| Prompt |
Copy out the entries below exactly as they stand, but only from the line containing "Target: windshield sticker" through the line containing "Find the white suv".
----
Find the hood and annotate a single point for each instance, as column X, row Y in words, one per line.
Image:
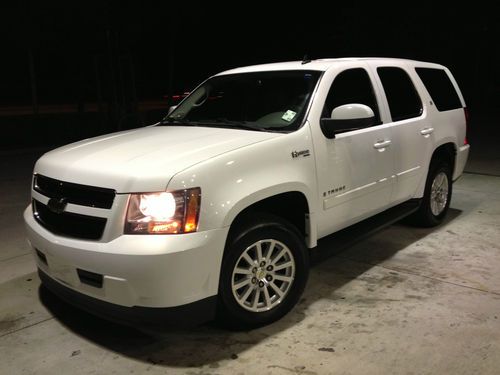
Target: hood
column 142, row 160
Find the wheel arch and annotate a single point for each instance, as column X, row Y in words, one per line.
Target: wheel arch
column 447, row 150
column 291, row 205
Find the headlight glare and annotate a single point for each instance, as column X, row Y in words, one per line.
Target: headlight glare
column 163, row 212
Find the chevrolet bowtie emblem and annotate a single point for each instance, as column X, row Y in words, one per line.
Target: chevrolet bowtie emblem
column 57, row 205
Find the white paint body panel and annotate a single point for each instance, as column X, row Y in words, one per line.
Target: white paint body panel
column 235, row 169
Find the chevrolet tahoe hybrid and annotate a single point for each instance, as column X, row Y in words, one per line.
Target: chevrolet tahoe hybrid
column 214, row 210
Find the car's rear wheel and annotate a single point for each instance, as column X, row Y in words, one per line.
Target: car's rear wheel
column 264, row 272
column 437, row 195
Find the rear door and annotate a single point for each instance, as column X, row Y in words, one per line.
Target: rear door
column 412, row 131
column 354, row 169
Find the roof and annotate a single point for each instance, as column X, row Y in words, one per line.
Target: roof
column 319, row 64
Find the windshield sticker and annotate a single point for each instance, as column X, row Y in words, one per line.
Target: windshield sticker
column 288, row 115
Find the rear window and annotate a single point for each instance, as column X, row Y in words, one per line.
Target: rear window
column 440, row 88
column 402, row 96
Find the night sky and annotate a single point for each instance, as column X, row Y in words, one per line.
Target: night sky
column 148, row 50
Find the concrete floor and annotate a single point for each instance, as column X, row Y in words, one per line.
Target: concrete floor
column 405, row 301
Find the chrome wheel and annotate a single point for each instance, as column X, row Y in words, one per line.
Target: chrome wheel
column 439, row 193
column 263, row 275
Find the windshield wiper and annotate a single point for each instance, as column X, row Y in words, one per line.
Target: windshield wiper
column 218, row 122
column 238, row 124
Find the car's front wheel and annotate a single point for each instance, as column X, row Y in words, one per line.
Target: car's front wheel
column 264, row 272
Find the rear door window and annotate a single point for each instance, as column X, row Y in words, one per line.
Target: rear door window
column 440, row 88
column 400, row 92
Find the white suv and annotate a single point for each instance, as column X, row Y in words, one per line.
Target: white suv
column 214, row 210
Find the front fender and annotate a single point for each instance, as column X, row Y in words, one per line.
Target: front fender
column 237, row 179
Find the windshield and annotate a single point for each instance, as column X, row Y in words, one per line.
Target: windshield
column 271, row 101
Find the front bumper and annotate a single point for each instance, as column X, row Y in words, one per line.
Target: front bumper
column 181, row 316
column 137, row 271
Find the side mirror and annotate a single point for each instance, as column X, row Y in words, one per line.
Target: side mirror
column 347, row 117
column 171, row 109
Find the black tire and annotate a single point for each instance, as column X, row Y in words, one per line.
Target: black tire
column 425, row 217
column 232, row 313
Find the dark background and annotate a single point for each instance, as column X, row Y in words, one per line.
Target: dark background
column 74, row 70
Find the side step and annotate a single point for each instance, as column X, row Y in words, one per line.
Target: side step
column 339, row 241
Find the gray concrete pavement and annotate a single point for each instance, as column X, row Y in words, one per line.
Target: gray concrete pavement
column 405, row 301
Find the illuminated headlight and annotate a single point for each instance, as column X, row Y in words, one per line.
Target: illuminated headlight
column 163, row 212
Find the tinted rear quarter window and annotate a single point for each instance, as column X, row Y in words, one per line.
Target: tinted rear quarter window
column 440, row 88
column 401, row 94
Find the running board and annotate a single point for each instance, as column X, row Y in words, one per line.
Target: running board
column 339, row 241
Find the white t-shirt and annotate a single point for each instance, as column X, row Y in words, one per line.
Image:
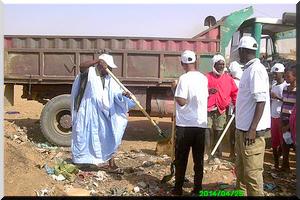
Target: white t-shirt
column 193, row 87
column 276, row 103
column 253, row 87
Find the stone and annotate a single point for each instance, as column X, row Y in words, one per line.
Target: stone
column 77, row 192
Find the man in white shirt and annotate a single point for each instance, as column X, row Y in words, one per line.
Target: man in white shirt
column 191, row 121
column 276, row 103
column 253, row 119
column 235, row 70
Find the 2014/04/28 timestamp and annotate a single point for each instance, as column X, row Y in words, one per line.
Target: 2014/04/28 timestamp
column 232, row 193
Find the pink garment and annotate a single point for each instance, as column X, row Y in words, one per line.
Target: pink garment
column 227, row 91
column 293, row 124
column 276, row 135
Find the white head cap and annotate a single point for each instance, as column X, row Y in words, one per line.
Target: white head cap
column 217, row 58
column 248, row 42
column 236, row 70
column 188, row 57
column 278, row 67
column 108, row 59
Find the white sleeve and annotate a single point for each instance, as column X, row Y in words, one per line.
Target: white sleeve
column 182, row 89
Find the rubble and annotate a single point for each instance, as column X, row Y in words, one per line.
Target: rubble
column 136, row 189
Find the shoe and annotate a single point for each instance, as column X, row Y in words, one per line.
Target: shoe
column 195, row 192
column 176, row 192
column 205, row 158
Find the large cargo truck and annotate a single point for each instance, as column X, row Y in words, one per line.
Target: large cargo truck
column 46, row 66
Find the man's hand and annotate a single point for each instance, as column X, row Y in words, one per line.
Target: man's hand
column 250, row 137
column 285, row 128
column 274, row 96
column 127, row 94
column 174, row 85
column 102, row 64
column 212, row 91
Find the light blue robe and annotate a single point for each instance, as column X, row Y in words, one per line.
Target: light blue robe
column 99, row 124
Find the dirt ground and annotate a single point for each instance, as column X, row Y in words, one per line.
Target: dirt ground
column 26, row 160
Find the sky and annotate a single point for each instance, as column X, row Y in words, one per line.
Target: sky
column 140, row 20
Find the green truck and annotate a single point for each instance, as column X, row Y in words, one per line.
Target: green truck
column 46, row 65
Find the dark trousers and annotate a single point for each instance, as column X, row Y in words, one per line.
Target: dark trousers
column 187, row 137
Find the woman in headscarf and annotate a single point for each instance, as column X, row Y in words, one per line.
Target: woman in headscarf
column 222, row 90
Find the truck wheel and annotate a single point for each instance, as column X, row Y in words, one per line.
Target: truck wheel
column 56, row 121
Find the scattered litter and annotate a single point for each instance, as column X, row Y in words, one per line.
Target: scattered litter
column 205, row 157
column 67, row 170
column 117, row 191
column 224, row 167
column 46, row 145
column 147, row 163
column 269, row 186
column 77, row 192
column 214, row 167
column 223, row 186
column 136, row 189
column 59, row 177
column 93, row 192
column 95, row 184
column 274, row 175
column 49, row 170
column 101, row 176
column 142, row 184
column 217, row 161
column 43, row 192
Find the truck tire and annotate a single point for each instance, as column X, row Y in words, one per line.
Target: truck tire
column 56, row 122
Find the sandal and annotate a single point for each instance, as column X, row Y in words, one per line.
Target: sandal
column 116, row 171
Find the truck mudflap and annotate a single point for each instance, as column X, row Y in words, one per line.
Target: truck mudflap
column 56, row 121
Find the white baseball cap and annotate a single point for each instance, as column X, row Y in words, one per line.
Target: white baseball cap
column 108, row 59
column 188, row 57
column 236, row 70
column 278, row 67
column 248, row 42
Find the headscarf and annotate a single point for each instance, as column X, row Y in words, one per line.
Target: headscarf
column 216, row 59
column 236, row 70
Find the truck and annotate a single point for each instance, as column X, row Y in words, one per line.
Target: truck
column 46, row 65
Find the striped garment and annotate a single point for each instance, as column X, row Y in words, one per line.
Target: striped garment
column 289, row 100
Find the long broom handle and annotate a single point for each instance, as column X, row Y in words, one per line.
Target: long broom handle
column 135, row 100
column 222, row 135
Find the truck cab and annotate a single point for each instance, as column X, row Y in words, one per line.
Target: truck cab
column 277, row 39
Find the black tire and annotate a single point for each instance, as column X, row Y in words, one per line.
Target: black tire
----
| Answer to the problem |
Target: windshield sticker
column 288, row 115
Find the rear window and annotate a single point for each instance, as column X, row Y in words, one per line.
Target: rear window
column 440, row 88
column 402, row 96
Find the night sky and annotate a single point for each instance, as column X, row Y in words, one per line.
Target: night sky
column 148, row 50
Find the concrete floor and annotate a single point for each instance, as column X, row Y in words, one per line.
Target: concrete floor
column 405, row 301
Find the chrome wheel and annotate a single point for each instance, as column X, row Y in words, one per line.
Target: chrome wheel
column 439, row 193
column 263, row 275
Find the windshield wiper and annotate a single point for each instance, as column X, row Y in words, one per line.
Target: windshield wiper
column 218, row 122
column 238, row 124
Find the car's front wheel and annotate a single point for each instance, as column X, row Y in words, one per line.
Target: car's front wheel
column 264, row 272
Find the rear door window and annotate a single point for each instance, as column X, row Y in words, one per line.
Target: rear door window
column 440, row 88
column 400, row 92
Find the white suv and annotate a single point for each instance, as column X, row Y in words, one per line.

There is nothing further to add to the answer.